═══ DATA IN THIS EXERCISE

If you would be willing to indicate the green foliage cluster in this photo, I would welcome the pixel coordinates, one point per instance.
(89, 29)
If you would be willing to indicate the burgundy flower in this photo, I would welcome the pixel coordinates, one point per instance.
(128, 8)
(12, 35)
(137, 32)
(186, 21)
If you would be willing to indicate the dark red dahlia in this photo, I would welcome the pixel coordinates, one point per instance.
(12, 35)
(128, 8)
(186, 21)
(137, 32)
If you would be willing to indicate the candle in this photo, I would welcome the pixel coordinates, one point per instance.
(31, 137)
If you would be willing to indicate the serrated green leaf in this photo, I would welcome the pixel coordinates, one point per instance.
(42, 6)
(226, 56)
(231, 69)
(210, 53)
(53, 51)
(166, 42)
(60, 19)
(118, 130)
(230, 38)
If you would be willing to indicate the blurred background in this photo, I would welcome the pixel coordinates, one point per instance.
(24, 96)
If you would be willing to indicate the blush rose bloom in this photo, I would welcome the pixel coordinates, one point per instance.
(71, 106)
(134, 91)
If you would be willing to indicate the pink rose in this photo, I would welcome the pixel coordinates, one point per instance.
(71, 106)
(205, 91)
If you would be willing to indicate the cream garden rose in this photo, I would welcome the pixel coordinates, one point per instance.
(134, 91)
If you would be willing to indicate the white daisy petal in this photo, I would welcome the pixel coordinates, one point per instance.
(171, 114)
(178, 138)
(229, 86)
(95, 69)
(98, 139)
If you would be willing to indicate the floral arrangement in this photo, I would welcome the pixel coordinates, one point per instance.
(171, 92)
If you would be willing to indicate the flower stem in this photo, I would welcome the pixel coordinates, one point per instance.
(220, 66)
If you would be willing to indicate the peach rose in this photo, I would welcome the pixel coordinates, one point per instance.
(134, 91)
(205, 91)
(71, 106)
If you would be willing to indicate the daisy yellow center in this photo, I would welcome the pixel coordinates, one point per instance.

══════

**WHAT TO DO**
Only those lines running from the one containing "If you would be willing to indicate the floral" through the last line of the data above are to be copied, exactly, with both ends included.

**COMPLETE RESPONSE**
If you would be willing to indicate the floral arrangement in this photo, I would welcome the pixel coordinates, one point per instance.
(171, 92)
If you would be willing to indicate the flower stem in this photo, I would welcome the pixel coordinates, one point per instance.
(220, 66)
If you would be willing to indicate the peach rose in this photo, I would welcome the pixel coordinates, one point per instance.
(134, 91)
(205, 91)
(71, 106)
If you would be willing to indicate the daisy yellow center in this photo, I would welcome the pixel coordinates, one point per instance.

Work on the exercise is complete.